* **TEXT SHOWN**
--------------------------------
When he found out what I did, that I tracked data about marriage and cohabitation and so forth, he said to me: “I don’t believe in true love anymore.” I said, “Oh, Jason, that makes me really sad. Why would you say that?” He said that his sister had been living with her boyfriend about five years. Got married and was divorced about a year later. He said, “I was so shocked.” I said, “You know Jason, that doesn’t shock me at all because the data bears this out. Most cohabiting relationships do lead to divorce. They don’t lead to a happy marriage.” He said, “Well, I can tell you this. I am not ever going to get married. My parents are divorced, now my sister is and I don’t know anybody who is happily married.”

Marshall:
So when they think marriage they are only thinking that marriage is the step you take before you divorce?
--------------------------------
* **THE DATA**
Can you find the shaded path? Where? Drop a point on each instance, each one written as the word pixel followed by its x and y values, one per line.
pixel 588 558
--------------------------------
* **TASK OBJECTIVE**
Pick up the conversation about marriage and cohabitation after Marshall's closing question, and carry it forward.

* **ANSWER FOR THIS EXERCISE**
Crouse:
Yes, and they go into marriage hoping it will work, but knowing it is not going to. So they don’t have the commitment to work through the problems number one. They tend to avoid the problems because they think if they acknowledge a problem then this is the end of the relationship. So they don’t have any good models about working through a problem, solving a problem, handling conflict in very constructive kinds of ways. They think a problem means disaster.

Marshall:
Let’s look at the younger age group, the young teens. I guess there’s some good news and some bad news there. I understand that teen pregnancy, teen abortion are down. But at the same time, it seems that quite a number of young teens, a fair proportion of them, are involved at quite a young age in some form of sexual activity. What do we know about what is happening with young teens today?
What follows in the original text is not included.